## The request
Rewrite every item below, starting at the line containing "[locate] thumb (a" and ending at the line containing "<point>386,284</point>", with both of those lines included. Copy the requests and their sample points unchanged, but multiply each coordinate in the answer points by 2.45 and round to the nearest whole number, with halves rounded up.

------------------------------------------------

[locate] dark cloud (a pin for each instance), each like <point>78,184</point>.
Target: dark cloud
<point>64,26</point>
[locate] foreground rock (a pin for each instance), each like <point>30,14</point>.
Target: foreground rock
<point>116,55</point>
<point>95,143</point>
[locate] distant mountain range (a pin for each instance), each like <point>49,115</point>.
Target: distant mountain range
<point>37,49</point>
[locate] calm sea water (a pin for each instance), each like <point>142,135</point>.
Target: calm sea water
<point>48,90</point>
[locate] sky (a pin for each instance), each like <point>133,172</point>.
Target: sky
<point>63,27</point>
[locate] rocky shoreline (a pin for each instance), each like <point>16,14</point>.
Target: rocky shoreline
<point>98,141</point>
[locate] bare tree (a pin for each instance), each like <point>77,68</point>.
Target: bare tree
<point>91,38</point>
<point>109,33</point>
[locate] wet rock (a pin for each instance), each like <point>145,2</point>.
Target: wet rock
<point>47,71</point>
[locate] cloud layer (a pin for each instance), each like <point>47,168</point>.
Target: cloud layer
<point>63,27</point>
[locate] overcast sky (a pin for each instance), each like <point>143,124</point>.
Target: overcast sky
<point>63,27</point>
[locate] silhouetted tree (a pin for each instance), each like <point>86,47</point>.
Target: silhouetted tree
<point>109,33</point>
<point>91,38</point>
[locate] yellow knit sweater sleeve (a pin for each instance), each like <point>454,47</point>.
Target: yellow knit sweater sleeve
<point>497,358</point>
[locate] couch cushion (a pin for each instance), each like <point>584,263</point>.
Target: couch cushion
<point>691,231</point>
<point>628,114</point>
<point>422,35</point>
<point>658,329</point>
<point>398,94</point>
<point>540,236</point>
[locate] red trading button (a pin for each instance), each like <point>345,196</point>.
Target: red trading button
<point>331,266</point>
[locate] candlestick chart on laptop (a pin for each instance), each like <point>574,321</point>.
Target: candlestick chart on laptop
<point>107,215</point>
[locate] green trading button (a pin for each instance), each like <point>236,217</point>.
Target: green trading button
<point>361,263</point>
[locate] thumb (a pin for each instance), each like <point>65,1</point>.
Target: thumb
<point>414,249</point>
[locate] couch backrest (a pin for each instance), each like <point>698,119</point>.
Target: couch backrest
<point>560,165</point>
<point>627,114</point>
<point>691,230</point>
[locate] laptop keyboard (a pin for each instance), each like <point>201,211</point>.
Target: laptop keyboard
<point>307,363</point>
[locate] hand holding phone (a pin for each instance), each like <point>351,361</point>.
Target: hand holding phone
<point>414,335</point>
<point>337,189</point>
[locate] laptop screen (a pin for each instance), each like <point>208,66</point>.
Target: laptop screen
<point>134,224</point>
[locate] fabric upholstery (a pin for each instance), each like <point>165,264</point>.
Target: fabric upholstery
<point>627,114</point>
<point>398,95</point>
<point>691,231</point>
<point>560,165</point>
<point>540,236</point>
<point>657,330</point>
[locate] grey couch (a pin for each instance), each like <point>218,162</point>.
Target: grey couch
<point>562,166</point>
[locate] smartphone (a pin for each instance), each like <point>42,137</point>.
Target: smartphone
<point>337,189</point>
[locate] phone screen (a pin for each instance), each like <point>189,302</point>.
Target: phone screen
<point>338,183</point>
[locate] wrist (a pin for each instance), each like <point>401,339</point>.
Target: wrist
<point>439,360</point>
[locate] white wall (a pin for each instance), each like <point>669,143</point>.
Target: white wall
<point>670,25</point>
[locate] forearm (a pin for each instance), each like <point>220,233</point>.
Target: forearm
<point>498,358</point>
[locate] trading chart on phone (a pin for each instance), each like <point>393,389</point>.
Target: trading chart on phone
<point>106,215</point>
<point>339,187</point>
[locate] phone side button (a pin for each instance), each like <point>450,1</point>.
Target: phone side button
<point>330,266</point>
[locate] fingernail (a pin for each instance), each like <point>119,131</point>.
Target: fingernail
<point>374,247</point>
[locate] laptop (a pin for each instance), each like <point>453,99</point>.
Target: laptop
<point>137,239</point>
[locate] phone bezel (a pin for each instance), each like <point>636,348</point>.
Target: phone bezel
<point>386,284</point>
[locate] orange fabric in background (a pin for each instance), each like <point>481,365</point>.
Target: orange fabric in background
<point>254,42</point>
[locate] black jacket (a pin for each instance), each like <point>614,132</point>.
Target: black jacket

------------------------------------------------

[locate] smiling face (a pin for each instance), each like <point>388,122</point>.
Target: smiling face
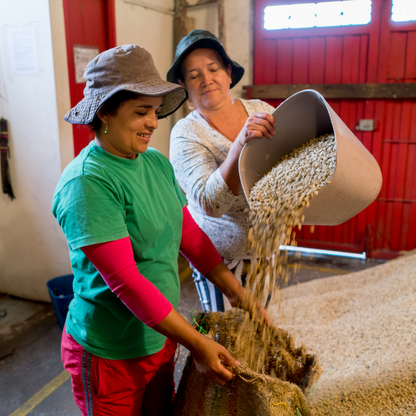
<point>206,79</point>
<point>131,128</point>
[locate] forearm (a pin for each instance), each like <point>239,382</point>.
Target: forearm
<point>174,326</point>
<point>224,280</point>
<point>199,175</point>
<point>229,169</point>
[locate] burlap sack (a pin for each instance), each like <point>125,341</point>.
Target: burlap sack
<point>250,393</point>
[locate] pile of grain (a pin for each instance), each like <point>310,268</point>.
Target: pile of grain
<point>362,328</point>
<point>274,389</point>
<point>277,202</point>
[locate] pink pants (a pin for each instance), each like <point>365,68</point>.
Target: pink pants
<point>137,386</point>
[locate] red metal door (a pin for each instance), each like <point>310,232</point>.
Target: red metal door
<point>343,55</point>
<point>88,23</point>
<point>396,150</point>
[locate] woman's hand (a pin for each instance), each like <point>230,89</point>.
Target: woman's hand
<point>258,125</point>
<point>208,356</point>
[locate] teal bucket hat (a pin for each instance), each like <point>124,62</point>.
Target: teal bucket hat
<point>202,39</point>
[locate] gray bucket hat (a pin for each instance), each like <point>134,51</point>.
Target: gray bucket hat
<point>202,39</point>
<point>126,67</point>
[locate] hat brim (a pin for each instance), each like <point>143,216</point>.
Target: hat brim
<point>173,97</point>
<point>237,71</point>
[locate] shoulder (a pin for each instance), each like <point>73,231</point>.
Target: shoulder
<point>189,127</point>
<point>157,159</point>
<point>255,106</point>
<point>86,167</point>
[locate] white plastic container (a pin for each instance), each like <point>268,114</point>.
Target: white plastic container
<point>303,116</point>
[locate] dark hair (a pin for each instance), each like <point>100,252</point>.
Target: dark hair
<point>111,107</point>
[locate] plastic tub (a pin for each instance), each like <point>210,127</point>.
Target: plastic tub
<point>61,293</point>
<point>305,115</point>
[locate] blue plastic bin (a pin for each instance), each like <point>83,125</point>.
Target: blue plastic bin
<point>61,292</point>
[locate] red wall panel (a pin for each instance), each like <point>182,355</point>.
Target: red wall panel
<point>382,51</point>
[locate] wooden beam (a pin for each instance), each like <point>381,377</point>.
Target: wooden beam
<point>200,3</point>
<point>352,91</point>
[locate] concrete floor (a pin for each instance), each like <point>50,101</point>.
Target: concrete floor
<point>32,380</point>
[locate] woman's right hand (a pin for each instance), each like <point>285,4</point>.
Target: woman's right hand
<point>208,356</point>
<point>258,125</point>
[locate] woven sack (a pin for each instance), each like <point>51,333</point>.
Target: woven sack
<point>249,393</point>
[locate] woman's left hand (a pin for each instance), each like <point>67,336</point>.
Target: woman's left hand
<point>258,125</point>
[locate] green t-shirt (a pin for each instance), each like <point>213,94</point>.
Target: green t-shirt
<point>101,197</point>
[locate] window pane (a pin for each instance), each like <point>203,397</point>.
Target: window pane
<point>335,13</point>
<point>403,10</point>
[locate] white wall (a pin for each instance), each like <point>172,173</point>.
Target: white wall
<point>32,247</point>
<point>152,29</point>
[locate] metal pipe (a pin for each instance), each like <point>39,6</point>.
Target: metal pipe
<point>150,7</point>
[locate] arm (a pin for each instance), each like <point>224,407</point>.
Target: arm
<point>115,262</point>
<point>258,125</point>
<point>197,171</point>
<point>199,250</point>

------------------------------------------------

## The solution
[locate] thumb (a pin for each instance), each like <point>65,1</point>.
Target: thumb
<point>1014,610</point>
[locate] couch backrest (a pin for each instance), each like <point>698,119</point>.
Target: couch backrest
<point>1372,404</point>
<point>1536,279</point>
<point>1693,564</point>
[locate] laptop keyboard (a pin for each instance), each like <point>201,211</point>.
Target: laptop keyboard
<point>752,889</point>
[locate] hand holding phone (a pin for each instance), each like <point>351,361</point>.
Target: hand holding phone
<point>1014,821</point>
<point>826,463</point>
[locate] laptop screen (a pin for each instance), each like <point>208,66</point>.
Target: laptop screen
<point>328,549</point>
[locate] fabric upholstery (a pin for each instance), each like <point>165,264</point>.
Target: fabric upholstery
<point>1536,279</point>
<point>975,233</point>
<point>1693,566</point>
<point>1372,404</point>
<point>1323,578</point>
<point>1610,809</point>
[locate] grey couch (a pin for each instance), each like <point>218,162</point>.
Target: grey couch
<point>1377,407</point>
[locate] smartphone (a pin for each instance), each like <point>42,137</point>.
Target: smartphone
<point>826,463</point>
[locate] phone screen (a pin for each instance), each like <point>189,302</point>.
Target: phone screen
<point>828,448</point>
[locate] wrist (a pin for each instance), each like <point>401,339</point>.
Target: wrist
<point>1076,882</point>
[locate] white wall (a pin for each instance), each like <point>669,143</point>.
Target: white wall
<point>1642,61</point>
[locate] forearm (a pin for each instance), each like <point>220,233</point>.
Target: forearm
<point>1220,877</point>
[locate] trading chart on phone (a pin for each instance), each like <point>393,389</point>.
Target: trading chart on phone
<point>260,527</point>
<point>831,458</point>
[locate] phone side button (a pin for each instance), each like <point>450,1</point>.
Target: phone side button
<point>809,652</point>
[locate] fingernail (a pin for each instance), each like <point>119,131</point>.
Target: fingernail
<point>916,605</point>
[locate] laptop (a pin for each instance), each like <point>453,99</point>.
Target: laptop
<point>336,586</point>
[locate] phone bezel (a pin for each instance), each like <point>636,348</point>.
Target: phone bezel
<point>946,696</point>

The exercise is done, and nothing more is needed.